Convert the rows below into a numbered list, one row per number and with blank lines omitted.

> **Data provided**
========================================

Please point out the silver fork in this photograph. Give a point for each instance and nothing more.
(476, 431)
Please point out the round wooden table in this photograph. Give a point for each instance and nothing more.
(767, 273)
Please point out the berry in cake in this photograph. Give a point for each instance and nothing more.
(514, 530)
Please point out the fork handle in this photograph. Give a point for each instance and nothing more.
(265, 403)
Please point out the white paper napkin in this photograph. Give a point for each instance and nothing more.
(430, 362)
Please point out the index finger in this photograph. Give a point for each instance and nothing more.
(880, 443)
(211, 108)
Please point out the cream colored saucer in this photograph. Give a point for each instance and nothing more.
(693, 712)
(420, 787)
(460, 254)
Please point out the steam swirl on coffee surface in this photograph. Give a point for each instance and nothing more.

========================================

> **The result**
1. Please point out the silver fork in this photograph. Give a point for each instance and nothing more.
2. (476, 431)
3. Please point out the round wooden table in this photograph. Give a point for each instance and nothing more.
4. (767, 273)
5. Please point out the berry in cake in this photograph. Give a point for each instance and nothing more.
6. (514, 530)
7. Please point out the fork handle in this photograph. Give a point for each instance and nothing more.
8. (265, 403)
9. Please point out the white paper napkin in this photograph. Give a point for each instance and nothing more.
10. (430, 362)
11. Please point out the index finger in this photograph. Give a point for each instance and nothing more.
12. (880, 443)
13. (211, 108)
14. Please point out the cream colored saucer in this photograph. Give a point for each instance and nothing more.
15. (693, 712)
16. (420, 787)
17. (460, 254)
18. Please point out the steam swirl on coffee surface in this photograph. Give a point for each instance and nothing more.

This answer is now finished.